Section 189A(1) of the LRA applies to employers that employ 50 or more employees, its aim being to facilitate and protect job security and to effectively resolve disputes in large scale retrenchments, as well as providing swift remedies, especially where procedural defects occur in the retrenchment process.

The Trade Union approached the Labour Court (the “Court”) with the intention of getting on order reinstating the employees who had been retrenched and an interdict restraining the dismissal of further employees.


In light of the meaningful consultation process envisaged by the LRA, the Court found that the Employer failed to host the comprehensive facilitation process required when embarking on retrenchment proceedings in terms of Section 189 of the LRA.

The court thus found that that the consultation process utilised by the Employer was unduly curtailed and that discussions had not run their course except in relation to the first phase of retrenchments.

The Court relied upon Banks & another v Coca-Cola SA—A Division of Coca-Cola Africa (Pty) Ltd, in which it was that:

“It is well established that the aim of the consultation process established by S189 is to avoid dismissal, or at least to effect a reduction in the number of dismissals and to mitigate the effect of dismissal on affected employees. The nature of the process is equally well established — the parties are required to engage in a problem-solving or joint consensus-seeking exercise.”

(Examples of point labeling)
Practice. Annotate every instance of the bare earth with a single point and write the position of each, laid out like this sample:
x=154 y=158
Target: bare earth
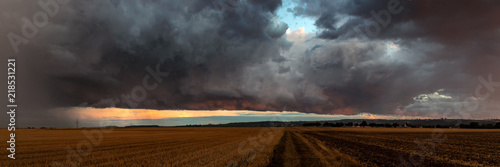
x=259 y=146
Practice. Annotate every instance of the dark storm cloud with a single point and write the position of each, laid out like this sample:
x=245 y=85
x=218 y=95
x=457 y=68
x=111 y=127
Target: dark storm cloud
x=444 y=44
x=237 y=56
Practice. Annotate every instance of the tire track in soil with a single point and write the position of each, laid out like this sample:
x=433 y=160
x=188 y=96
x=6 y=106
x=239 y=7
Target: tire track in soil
x=297 y=149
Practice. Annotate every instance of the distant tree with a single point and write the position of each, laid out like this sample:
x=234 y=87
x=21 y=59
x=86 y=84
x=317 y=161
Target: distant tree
x=364 y=124
x=316 y=124
x=474 y=125
x=489 y=126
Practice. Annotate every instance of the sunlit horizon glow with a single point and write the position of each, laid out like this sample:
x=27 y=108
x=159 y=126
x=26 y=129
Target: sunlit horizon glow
x=90 y=113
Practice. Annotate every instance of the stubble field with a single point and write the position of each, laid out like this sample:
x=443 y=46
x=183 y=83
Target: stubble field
x=258 y=146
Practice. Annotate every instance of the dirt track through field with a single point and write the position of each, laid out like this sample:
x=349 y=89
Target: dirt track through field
x=297 y=149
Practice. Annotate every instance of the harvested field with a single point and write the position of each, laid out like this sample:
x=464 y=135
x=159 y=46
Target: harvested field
x=412 y=147
x=200 y=146
x=228 y=146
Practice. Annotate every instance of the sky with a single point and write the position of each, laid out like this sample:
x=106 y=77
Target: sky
x=182 y=62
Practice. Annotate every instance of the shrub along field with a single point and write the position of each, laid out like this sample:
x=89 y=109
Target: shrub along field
x=255 y=146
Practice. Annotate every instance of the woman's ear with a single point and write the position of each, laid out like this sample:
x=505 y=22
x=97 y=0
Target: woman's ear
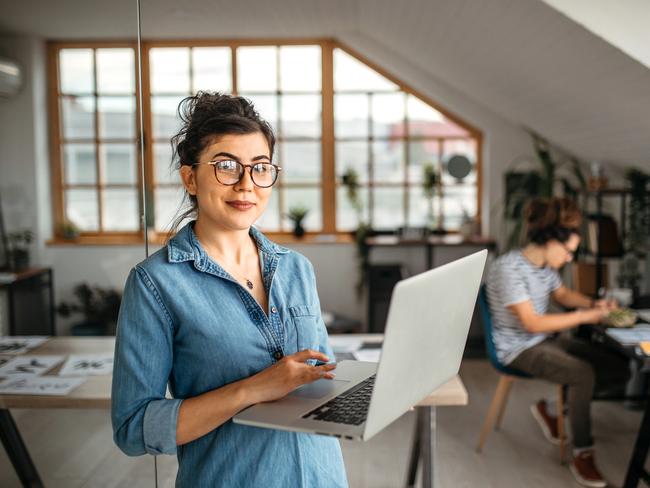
x=189 y=178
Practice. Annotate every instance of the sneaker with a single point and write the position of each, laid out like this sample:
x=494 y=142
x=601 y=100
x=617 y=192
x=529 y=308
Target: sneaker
x=547 y=423
x=585 y=471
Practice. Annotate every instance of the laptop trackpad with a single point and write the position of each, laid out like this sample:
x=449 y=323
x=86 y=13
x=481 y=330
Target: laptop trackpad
x=319 y=388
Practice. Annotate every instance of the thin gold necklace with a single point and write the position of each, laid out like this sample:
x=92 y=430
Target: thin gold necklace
x=249 y=283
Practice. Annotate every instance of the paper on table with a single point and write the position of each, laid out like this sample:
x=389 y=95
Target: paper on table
x=344 y=344
x=29 y=365
x=43 y=385
x=370 y=355
x=643 y=314
x=87 y=365
x=634 y=335
x=20 y=344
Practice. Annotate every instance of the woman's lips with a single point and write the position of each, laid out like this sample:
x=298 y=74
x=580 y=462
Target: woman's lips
x=241 y=205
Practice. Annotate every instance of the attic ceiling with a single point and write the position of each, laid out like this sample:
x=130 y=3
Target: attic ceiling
x=521 y=59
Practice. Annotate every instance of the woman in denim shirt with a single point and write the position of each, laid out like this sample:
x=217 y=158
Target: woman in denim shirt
x=225 y=318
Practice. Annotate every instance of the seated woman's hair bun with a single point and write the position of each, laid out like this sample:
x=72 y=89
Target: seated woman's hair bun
x=550 y=219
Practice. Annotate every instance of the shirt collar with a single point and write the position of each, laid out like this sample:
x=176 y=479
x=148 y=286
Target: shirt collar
x=185 y=246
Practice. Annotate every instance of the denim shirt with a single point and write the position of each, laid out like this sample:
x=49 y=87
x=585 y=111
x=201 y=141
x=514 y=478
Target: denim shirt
x=186 y=324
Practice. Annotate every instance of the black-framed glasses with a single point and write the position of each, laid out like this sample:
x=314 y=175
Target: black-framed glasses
x=230 y=172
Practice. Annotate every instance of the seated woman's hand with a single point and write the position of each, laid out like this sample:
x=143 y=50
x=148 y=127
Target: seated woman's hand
x=593 y=315
x=286 y=375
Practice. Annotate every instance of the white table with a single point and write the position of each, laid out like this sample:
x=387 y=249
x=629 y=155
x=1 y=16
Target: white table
x=95 y=392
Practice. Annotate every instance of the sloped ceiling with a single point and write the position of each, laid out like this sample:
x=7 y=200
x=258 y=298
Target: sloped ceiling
x=521 y=59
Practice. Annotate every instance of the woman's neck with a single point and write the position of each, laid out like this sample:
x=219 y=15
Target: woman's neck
x=535 y=254
x=236 y=246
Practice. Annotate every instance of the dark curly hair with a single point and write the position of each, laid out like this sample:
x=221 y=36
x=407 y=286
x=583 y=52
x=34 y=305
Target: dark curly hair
x=549 y=219
x=204 y=117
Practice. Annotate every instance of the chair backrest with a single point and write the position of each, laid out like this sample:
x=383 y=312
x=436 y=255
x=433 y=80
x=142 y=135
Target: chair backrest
x=488 y=329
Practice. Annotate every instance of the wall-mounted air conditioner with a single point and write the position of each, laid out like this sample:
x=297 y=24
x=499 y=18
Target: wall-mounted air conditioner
x=11 y=77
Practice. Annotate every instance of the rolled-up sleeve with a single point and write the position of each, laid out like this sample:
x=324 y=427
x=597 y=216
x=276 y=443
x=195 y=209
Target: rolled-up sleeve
x=144 y=421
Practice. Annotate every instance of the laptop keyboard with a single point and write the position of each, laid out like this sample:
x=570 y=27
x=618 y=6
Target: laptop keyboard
x=350 y=407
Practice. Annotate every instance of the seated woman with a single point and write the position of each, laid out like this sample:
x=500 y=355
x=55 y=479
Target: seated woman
x=519 y=286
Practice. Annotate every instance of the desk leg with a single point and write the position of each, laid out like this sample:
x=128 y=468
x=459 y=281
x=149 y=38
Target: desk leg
x=428 y=436
x=17 y=451
x=636 y=470
x=415 y=449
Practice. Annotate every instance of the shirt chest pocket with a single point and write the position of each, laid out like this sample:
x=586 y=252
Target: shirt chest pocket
x=304 y=319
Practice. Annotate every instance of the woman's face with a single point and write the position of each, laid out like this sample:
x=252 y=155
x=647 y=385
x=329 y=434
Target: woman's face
x=559 y=253
x=234 y=207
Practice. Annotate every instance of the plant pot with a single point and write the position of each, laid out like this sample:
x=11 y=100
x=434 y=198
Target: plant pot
x=298 y=230
x=19 y=259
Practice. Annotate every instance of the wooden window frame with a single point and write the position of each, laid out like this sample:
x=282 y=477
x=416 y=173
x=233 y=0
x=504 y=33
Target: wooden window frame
x=328 y=184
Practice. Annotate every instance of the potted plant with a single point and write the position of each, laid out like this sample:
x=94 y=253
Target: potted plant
x=69 y=230
x=547 y=177
x=637 y=238
x=19 y=243
x=297 y=214
x=98 y=306
x=430 y=182
x=350 y=180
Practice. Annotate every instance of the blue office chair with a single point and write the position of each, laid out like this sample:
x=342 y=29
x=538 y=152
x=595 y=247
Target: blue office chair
x=507 y=376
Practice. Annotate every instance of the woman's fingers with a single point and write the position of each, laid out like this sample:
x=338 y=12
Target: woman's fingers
x=307 y=354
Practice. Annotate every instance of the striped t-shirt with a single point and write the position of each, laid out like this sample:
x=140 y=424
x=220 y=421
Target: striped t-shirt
x=513 y=279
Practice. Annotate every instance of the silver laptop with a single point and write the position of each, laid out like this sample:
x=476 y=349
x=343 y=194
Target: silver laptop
x=427 y=326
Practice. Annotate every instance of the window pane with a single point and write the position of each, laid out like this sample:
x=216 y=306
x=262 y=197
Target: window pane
x=120 y=210
x=164 y=114
x=388 y=115
x=462 y=147
x=162 y=160
x=115 y=71
x=116 y=117
x=119 y=165
x=301 y=161
x=301 y=116
x=211 y=69
x=300 y=68
x=76 y=71
x=347 y=217
x=388 y=208
x=456 y=200
x=388 y=157
x=422 y=212
x=257 y=69
x=78 y=117
x=422 y=152
x=309 y=198
x=167 y=201
x=170 y=70
x=81 y=209
x=425 y=120
x=79 y=164
x=352 y=155
x=266 y=106
x=351 y=74
x=350 y=116
x=270 y=219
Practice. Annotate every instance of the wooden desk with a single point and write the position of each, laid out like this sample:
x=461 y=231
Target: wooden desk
x=95 y=392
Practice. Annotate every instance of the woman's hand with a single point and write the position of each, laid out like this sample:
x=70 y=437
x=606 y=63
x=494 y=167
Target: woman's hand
x=593 y=315
x=286 y=375
x=608 y=305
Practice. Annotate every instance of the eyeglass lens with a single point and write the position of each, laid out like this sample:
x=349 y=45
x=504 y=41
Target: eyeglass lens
x=230 y=172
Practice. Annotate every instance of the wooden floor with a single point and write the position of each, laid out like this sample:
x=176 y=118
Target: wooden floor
x=73 y=448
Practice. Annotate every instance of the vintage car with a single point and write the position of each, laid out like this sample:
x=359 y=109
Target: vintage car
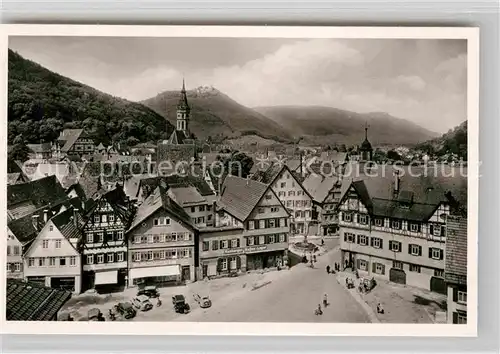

§ **Tasks**
a) In the passage on retrenchment under the LRA, which employers does Section 189A(1) apply to?
b) Resume the passage on retrenchment consultation under the LRA from the point where it ends.

§ **Solved tasks**
a) Employers that employ 50 or more employees.

b)
The Court granted the dismissed employees four weeks’ compensation and held further that the Employer is interdicted and restrained from retrenching the remaining employees, and also  ordered the Employer to facilitate a series of meetings with the Trade Union to address various issues pertaining to the consultation process, which the Employer had reneged on previously.


This judgement highlights the protections afforded to employees, as well as the numerous hurdles an employer has to cross when contemplating retrenchment. The consultation process mandated by the LRA in Section 189, provides damage control measures and seeks to alleviate the detrimental effect retrenchments have socially and economically. The judgment demonstrates the severity with which employers will be dealt with if they attempt to evade the stipulated parameters of Section 189 of the LRA.